What is therefore at the centre of the film is the attempt to universalise what had been a particular. The Holocaust was the product of anti-Semitism. The central lesson from it is what the hatred of Jews can cause. There are no end of other kinds of political horrors, from Stalin’s Russia, through Mao’s China and onto the Cambodia of Pol Pot. And there are also many lessons about socialist tyrannies where a people’s party gains absolute power to try to mould society into some desired shape. And there are other similar kinds of events in which religious wars lead to deaths of large numbers of those who seek either to maintain the faith against encroachment by others or attempt to bring converts to their side through the threat of annihilation.
But anti-Semitism has had a lethal quality all its own and has been a near constant through the ages. It is its own thing and it a form of hatred that has never been directed at any other people during the whole of history. This is not a contest over territory or political power. It is not about countering some threat of some kind. It is not about removing some proselytizing group who wishes to supplant the ruling religious belief. It is about the hatred directed towards an identifiable but powerless group in their midst who are blamed for troubles they did not cause and are in no way responsible for.
The attempt by the film makers to take an explicit hatred of Jews that became a campaign of mass murder which was pursued relentlessly until the Nazi regime was finally brought to an end and turn this historical event into a universal story of man’s inhumanity to man and the need for tolerance, is to deny the Jewish people their right to the solace of recognition by the world that Jews are often hated until death by others. The longest hatred it has been called and so it seems to be with no evident end looking forward into the future. That this is now a common theme in Europe where this film originated from is heightened in my mind in this article, titled Holocaust Remembrance: New Tool for Anti-Semitism? which is about the Anne Frank House in Amsterdam. The following is from the article:
The Anne Frank Museum, writes Meotti, has ‘sanitized Anne Frank’s story of almost all its Jewish references … The result is that the public is now completely desensitized to the unique catastrophe that was the destruction of European Jewry. The Museum has also turned into a powerful source of criticism of Israel in Europe.’ ‘Israel,’ the Anne Frank Foundation wrote in a report, ‘pushes Palestinians economically into a corner and humiliates them psychologically.’
In 2004, an exhibition in the Anne Frank Museum compared former Israeli Prime Minister Ariel Sharon to Adolf Hitler. The former Soviet dissident, Natan Sharansky, then a Israeli government minister, reacted indignantly, saying the museum was ‘showing contempt for the memory of the six million who were murdered in the Holocaust.’
My anger at the film was in part directed at the portrayal of Hannah Arendt for the distance she seemed to show for the suffering of others (which as near as I can tell is absolutely and completely wrong so far as the real person is concerned) but even more am I outraged by the film itself which attempts to rob the Jewish people of their own history and tries to turn their story into a supposed lesson for all peoples at all times and in all places with only minimal relevance to the Jewish people themselves. Anne Frank was not murdered because she was a human being; she was murdered because she was a Jew.
########
_Written tasks_.
• 1. Answer these questions using the commentary on the film:
(a) In what year did the Anne Frank Museum exhibition compare Ariel Sharon to Adolf Hitler?
(b) What is the title of the article about the Anne Frank House in Amsterdam?
(c) According to the last sentence of the commentary, why was Anne Frank murdered?
• 2. Reproduce word for word the stretch of the commentary on the film from "But anti-Semitism has" through "way responsible for.".
########
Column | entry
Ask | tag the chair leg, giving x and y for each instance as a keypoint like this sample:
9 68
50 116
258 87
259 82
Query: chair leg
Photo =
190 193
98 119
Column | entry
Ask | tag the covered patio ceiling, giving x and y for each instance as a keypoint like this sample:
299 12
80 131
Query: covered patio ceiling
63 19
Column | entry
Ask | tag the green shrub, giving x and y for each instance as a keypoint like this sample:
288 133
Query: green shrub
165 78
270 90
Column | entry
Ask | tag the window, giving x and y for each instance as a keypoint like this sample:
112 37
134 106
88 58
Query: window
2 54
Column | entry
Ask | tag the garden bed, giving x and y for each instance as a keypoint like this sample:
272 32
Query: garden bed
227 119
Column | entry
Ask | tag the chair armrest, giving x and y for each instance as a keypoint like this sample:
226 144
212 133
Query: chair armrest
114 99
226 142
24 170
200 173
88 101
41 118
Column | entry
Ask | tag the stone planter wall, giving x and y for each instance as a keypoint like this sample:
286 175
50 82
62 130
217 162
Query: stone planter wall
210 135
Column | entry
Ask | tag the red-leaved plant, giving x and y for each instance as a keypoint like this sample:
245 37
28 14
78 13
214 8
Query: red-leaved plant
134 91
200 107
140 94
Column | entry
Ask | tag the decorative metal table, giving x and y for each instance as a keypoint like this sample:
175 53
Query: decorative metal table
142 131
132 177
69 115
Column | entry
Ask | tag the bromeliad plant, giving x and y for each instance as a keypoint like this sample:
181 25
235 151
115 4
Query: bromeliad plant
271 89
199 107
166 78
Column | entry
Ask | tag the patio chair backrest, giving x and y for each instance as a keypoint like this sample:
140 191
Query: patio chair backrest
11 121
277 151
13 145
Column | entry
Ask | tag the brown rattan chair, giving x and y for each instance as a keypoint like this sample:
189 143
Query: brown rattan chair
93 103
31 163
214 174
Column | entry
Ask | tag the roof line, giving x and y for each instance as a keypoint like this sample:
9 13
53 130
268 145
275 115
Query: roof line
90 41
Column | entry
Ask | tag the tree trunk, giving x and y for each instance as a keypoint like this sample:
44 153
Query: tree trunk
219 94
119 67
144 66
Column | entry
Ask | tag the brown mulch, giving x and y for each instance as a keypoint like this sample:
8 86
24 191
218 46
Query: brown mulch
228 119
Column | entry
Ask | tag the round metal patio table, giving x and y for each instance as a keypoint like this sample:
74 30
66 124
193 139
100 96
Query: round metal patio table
########
_Final answers_.
• 1.
(a) 2004
(b) Holocaust Remembrance: New Tool for Anti-Semitism?
(c) She was murdered because she was a Jew.

• 2.
But anti-Semitism has had a lethal quality all its own and has been a near constant through the ages. It is its own thing and it a form of hatred that has never been directed at any other people during the whole of history. This is not a contest over territory or political power. It is not about countering some threat of some kind. It is not about removing some proselytizing group who wishes to supplant the ruling religious belief. It is about the hatred directed towards an identifiable but powerless group in their midst who are blamed for troubles they did not cause and are in no way responsible for.